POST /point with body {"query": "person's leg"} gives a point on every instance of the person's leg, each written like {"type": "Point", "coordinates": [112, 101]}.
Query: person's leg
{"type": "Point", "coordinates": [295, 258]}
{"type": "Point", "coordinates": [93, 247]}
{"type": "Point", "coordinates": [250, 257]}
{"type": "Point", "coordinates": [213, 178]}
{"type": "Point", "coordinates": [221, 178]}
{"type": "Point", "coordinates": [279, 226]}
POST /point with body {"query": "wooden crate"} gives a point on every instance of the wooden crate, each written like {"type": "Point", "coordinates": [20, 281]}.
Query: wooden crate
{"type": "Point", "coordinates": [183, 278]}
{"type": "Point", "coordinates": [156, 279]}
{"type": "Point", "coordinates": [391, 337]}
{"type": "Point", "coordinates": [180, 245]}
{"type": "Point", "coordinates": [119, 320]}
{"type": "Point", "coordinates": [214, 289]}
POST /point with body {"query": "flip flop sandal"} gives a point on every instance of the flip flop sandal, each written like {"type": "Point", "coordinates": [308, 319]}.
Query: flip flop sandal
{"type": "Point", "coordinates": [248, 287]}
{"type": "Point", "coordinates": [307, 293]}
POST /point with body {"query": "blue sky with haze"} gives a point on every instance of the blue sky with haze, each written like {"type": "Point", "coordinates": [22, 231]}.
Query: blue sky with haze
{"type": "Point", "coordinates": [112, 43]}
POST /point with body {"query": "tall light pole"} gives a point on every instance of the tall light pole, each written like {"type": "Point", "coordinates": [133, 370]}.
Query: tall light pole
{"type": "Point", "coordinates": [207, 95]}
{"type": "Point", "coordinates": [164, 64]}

************

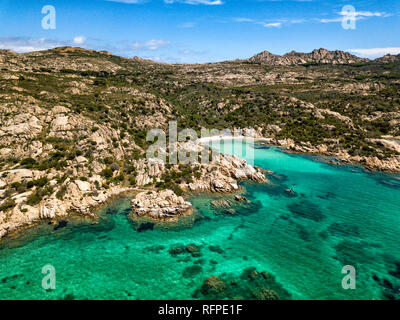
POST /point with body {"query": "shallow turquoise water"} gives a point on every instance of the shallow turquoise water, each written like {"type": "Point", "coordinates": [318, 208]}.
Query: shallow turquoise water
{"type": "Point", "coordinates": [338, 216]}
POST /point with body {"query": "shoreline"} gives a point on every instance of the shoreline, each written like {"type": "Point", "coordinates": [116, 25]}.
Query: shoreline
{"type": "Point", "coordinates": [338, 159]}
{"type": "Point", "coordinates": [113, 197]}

************

> [TASK DESCRIPTION]:
Show every line of the records that contains the string "sandal", copied in full. Case counts.

> [ANSWER TO THE PROBLEM]:
POST /point with body {"query": "flip flop sandal"} gives a point on every instance of the flip flop sandal, each written like {"type": "Point", "coordinates": [308, 319]}.
Query: flip flop sandal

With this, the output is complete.